■ **RAW DATA**
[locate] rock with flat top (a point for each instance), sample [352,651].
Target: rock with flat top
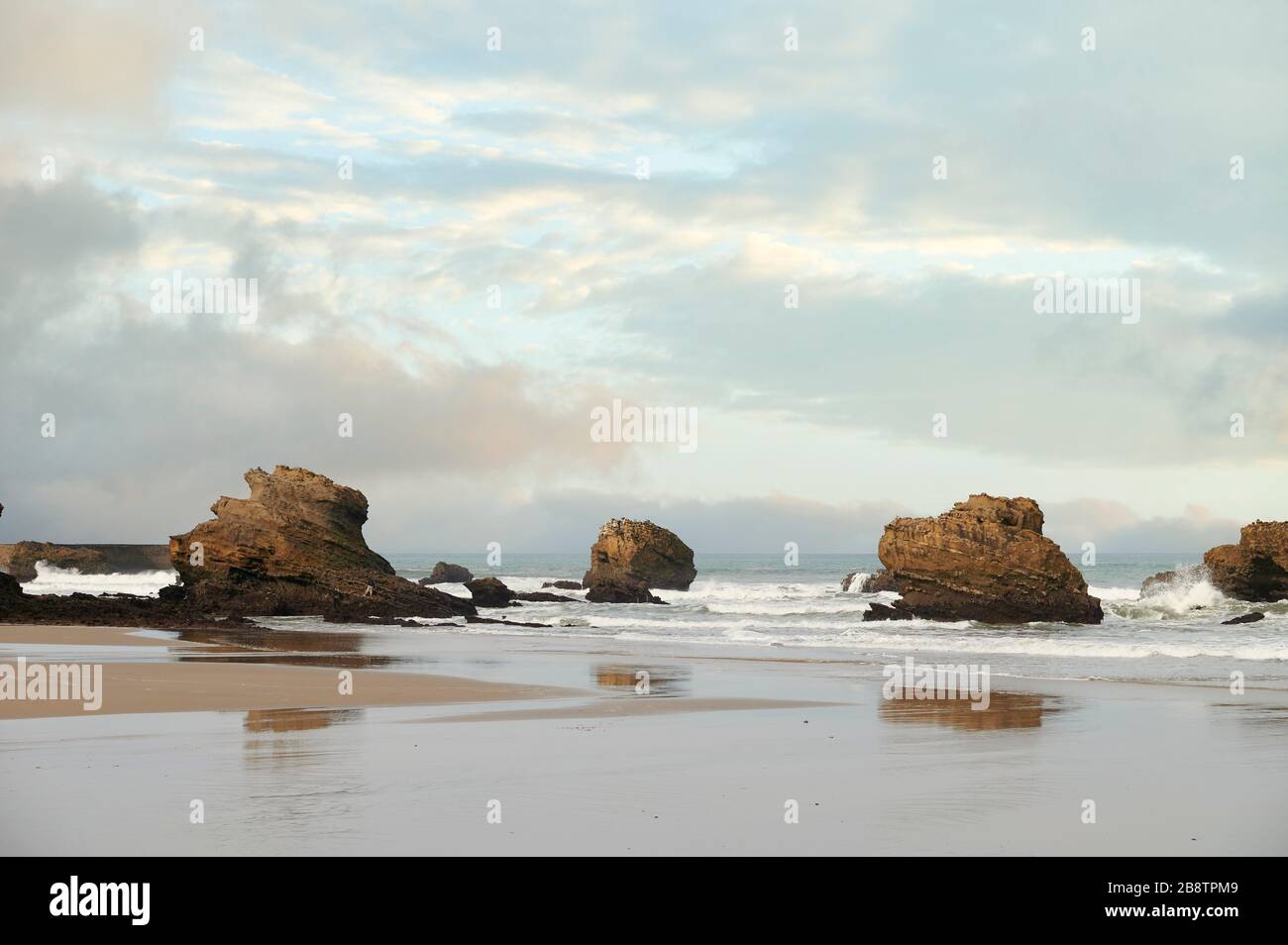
[987,561]
[295,546]
[643,553]
[1256,568]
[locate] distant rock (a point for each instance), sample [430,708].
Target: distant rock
[987,561]
[643,553]
[447,574]
[1256,568]
[489,592]
[295,548]
[621,589]
[1252,617]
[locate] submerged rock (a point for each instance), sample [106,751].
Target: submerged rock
[1252,617]
[987,561]
[295,548]
[447,574]
[640,551]
[489,592]
[1257,567]
[621,589]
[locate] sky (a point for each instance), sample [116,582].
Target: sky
[472,226]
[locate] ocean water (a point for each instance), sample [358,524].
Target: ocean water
[756,601]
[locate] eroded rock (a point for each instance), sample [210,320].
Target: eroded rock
[987,561]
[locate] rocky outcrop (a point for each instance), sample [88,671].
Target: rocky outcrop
[1252,617]
[1256,568]
[295,546]
[447,574]
[489,592]
[640,551]
[621,589]
[493,592]
[987,561]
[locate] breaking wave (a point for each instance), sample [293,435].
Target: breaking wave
[63,580]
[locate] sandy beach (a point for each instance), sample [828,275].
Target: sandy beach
[446,731]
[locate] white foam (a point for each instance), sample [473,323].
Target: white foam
[1115,592]
[63,580]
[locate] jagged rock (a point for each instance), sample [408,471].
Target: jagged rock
[489,592]
[447,574]
[1252,617]
[545,596]
[621,589]
[1256,568]
[848,580]
[295,548]
[640,551]
[987,561]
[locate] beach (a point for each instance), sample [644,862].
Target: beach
[475,743]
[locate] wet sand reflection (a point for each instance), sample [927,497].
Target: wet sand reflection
[644,680]
[1005,711]
[256,644]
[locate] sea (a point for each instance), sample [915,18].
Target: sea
[759,602]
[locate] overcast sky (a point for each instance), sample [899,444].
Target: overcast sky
[513,174]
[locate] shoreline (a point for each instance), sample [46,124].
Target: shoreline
[584,764]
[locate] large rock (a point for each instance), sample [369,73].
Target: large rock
[640,551]
[1256,568]
[447,574]
[987,561]
[295,548]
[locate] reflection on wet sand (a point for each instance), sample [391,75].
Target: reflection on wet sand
[1005,711]
[254,644]
[1263,718]
[644,680]
[273,740]
[297,720]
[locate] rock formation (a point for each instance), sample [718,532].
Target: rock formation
[493,592]
[1250,617]
[640,551]
[295,548]
[489,592]
[25,555]
[987,561]
[1256,568]
[447,574]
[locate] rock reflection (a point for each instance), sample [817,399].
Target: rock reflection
[256,644]
[1005,711]
[644,680]
[296,720]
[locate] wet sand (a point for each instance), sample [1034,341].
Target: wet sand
[587,764]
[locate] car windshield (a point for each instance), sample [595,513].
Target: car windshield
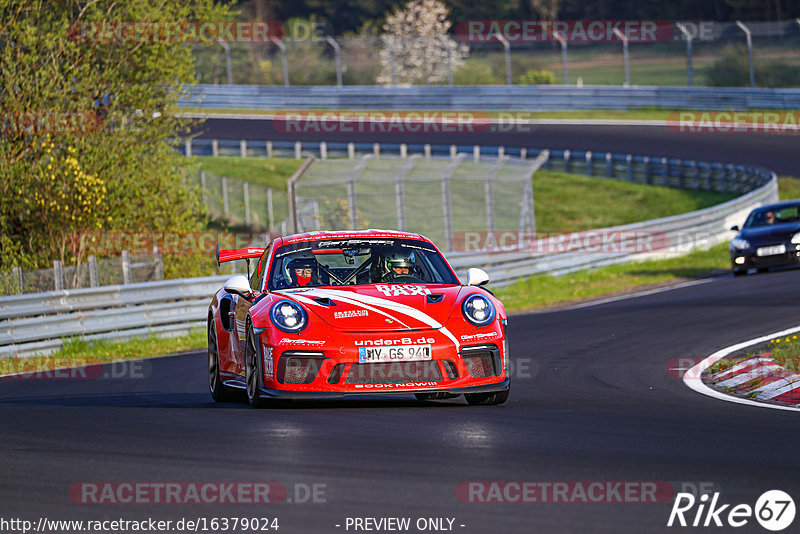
[772,215]
[334,262]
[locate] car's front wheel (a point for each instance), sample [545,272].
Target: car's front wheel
[253,372]
[219,392]
[487,399]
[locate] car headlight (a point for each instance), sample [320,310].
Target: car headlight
[478,309]
[288,316]
[740,243]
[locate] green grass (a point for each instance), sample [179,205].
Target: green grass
[80,352]
[566,202]
[543,290]
[269,172]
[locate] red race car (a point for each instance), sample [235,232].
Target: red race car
[332,314]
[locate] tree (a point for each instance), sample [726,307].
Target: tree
[89,125]
[417,46]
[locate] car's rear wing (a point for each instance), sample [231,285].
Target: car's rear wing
[233,254]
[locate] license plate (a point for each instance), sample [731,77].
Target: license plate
[404,353]
[771,251]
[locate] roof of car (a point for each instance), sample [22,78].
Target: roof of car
[351,234]
[779,205]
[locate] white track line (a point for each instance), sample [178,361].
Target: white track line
[692,377]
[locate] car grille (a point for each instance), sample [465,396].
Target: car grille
[482,360]
[394,372]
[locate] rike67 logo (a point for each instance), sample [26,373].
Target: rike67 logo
[774,510]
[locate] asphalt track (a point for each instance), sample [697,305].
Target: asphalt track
[593,399]
[778,152]
[599,404]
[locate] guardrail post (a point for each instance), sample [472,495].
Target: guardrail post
[126,267]
[159,269]
[18,276]
[337,50]
[203,187]
[749,37]
[58,275]
[225,209]
[284,60]
[689,67]
[629,166]
[246,195]
[270,213]
[93,274]
[399,200]
[625,56]
[351,204]
[564,63]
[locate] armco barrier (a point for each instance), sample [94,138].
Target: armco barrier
[487,97]
[35,323]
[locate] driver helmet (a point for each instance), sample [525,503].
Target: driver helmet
[400,263]
[302,270]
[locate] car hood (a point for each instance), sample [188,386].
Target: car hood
[764,234]
[379,307]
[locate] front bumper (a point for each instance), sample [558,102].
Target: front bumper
[754,261]
[331,368]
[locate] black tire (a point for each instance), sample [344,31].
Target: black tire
[219,392]
[487,399]
[435,396]
[253,372]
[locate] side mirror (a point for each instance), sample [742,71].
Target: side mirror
[476,277]
[238,285]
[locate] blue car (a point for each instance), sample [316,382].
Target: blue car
[770,237]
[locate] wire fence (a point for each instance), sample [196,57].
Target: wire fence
[438,197]
[124,269]
[242,203]
[700,53]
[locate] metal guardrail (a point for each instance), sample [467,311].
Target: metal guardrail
[487,97]
[35,323]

■ **THE TASK**
All entries are to be retyped exactly. Omit any embedded images.

■ **FINISHED EXERCISE**
[locate] rock with flat top (a point for each instance), sample [352,651].
Target: rock with flat top
[987,561]
[295,546]
[643,553]
[1256,568]
[locate] distant rock (a point for each instance), sample [430,708].
Target: distant rock
[987,561]
[643,553]
[447,574]
[1256,568]
[489,592]
[295,548]
[621,589]
[1252,617]
[locate] submerged rock (a point for each instance), sample [106,751].
Target: submerged rock
[1252,617]
[987,561]
[295,548]
[447,574]
[640,551]
[489,592]
[1257,567]
[621,589]
[locate] sky (a point for each instance), sample [116,582].
Target: sky
[472,226]
[locate] ocean water (a point for each instance), sample [358,524].
Target: ocean water
[756,601]
[locate] eroded rock (a point for each instance), sample [210,320].
Target: eroded rock
[987,561]
[locate] rocky outcrop (a point for each instance), sample [88,671].
Target: rocky outcrop
[1252,617]
[1256,568]
[295,546]
[447,574]
[489,592]
[640,551]
[621,589]
[493,592]
[987,561]
[locate] breaking wave (a point for each instance), sample [293,435].
Target: breaking wave
[63,580]
[locate] sandy beach (a point for each instance), sample [828,275].
Target: sandy beach
[446,731]
[locate] white foam (a point for each instance), sample [473,323].
Target: white foam
[1115,592]
[63,580]
[locate] jagged rock (a point for each instance), sample [408,471].
Target: jagged rock
[489,592]
[447,574]
[1252,617]
[545,596]
[621,589]
[1256,568]
[848,580]
[295,548]
[640,551]
[987,561]
[locate] beach (a point for each instance), sample [644,862].
Target: beach
[475,743]
[locate] wet sand reflection (a point for each instance), sample [927,497].
Target: wet sand reflection
[644,680]
[1005,711]
[256,644]
[locate] sea (a point for each instance), sample [915,18].
Target: sea
[759,602]
[locate] overcast sky (a point for each instance), sample [899,444].
Target: overcast sky
[513,174]
[locate] shoreline (a point for each instance), sample [46,124].
Target: shoreline
[584,764]
[locate] large rock (a point for each instance), sample [369,73].
Target: large rock
[640,551]
[1256,568]
[447,574]
[987,561]
[295,548]
[locate] reflection on wet sand (a point for each instance), sample [391,75].
Target: reflection on wet sand
[1005,711]
[254,644]
[1263,718]
[644,680]
[273,740]
[297,720]
[locate] rock formation (a point for each instance), sample [718,532].
Target: rock formation
[493,592]
[1250,617]
[640,551]
[295,548]
[489,592]
[25,555]
[987,561]
[1256,568]
[447,574]
[locate] rock reflection (a point for each instance), sample [817,399].
Target: rock reflection
[256,644]
[1005,711]
[644,680]
[296,720]
[locate] wet sand (a point for each instance), sample [1034,341].
Target: wet sand
[587,764]
[locate] car windshield (a point for each instance), sample [595,513].
Target: car windshield
[772,215]
[334,262]
[locate] car's front wheel (a point for each instance), sample [545,272].
Target: car's front wheel
[253,372]
[219,392]
[487,399]
[locate] car headlight (a point for each instance), sample [320,310].
Target: car headlight
[478,309]
[288,316]
[740,243]
[locate] green grass (a point for each instance), sample [179,205].
Target: green grass
[80,352]
[566,202]
[543,290]
[269,172]
[locate] red race car (a point for each instance), sample [235,232].
Target: red race car
[332,314]
[locate] tree (a point for each instance), sample [726,307].
Target: tree
[89,125]
[417,46]
[locate] car's rear wing (a point for each instance), sample [231,285].
Target: car's rear wing
[233,254]
[locate] license plate (a point for each instance), sample [731,77].
Target: license plate
[404,353]
[771,251]
[locate] roof of car (a point for each instance), sample [22,78].
Target: roof of car
[351,234]
[779,205]
[locate] white track line (a point for each instance), sample [178,361].
Target: white track line
[692,377]
[locate] car grille (a point for each instance), sample [465,396].
Target: car grille
[482,360]
[394,372]
[locate] rike67 logo (a point for each instance), sample [26,373].
Target: rike67 logo
[774,510]
[locate] asphalt track (a point for each instance), sample [697,305].
Target: asphalt track
[593,399]
[778,152]
[599,404]
[locate] guardrail post (a point for each instance), sample [472,495].
Target: guardrail post
[126,267]
[159,269]
[18,276]
[337,50]
[203,187]
[749,37]
[58,275]
[225,209]
[284,60]
[689,67]
[629,166]
[246,195]
[270,213]
[93,274]
[399,200]
[625,56]
[351,204]
[564,63]
[locate] armco barrier (a point for each instance), sample [94,138].
Target: armco barrier
[487,97]
[35,323]
[locate] driver helmet (a point for each instance), sample [525,503].
Target: driver helmet
[400,263]
[302,270]
[locate] car hood (a point for each instance), sample [188,386].
Target: car hood
[764,234]
[379,307]
[locate] front bumper (a point for each instance), sample [558,102].
Target: front bumper
[754,261]
[331,368]
[locate] black tire (a point for each instance), sample [344,31].
Target: black tire
[219,392]
[487,399]
[435,396]
[253,372]
[locate] side mirror (a point for each instance), sample [742,71].
Target: side mirror
[476,277]
[238,285]
[locate] blue car (a point for each instance), sample [316,382].
Target: blue car
[770,237]
[locate] wire fence (a point for each instance), sample [196,57].
Target: wire fence
[438,197]
[124,269]
[242,203]
[700,53]
[locate] metal guardrail (a point for each instance), sample [467,311].
Target: metal guardrail
[487,97]
[35,323]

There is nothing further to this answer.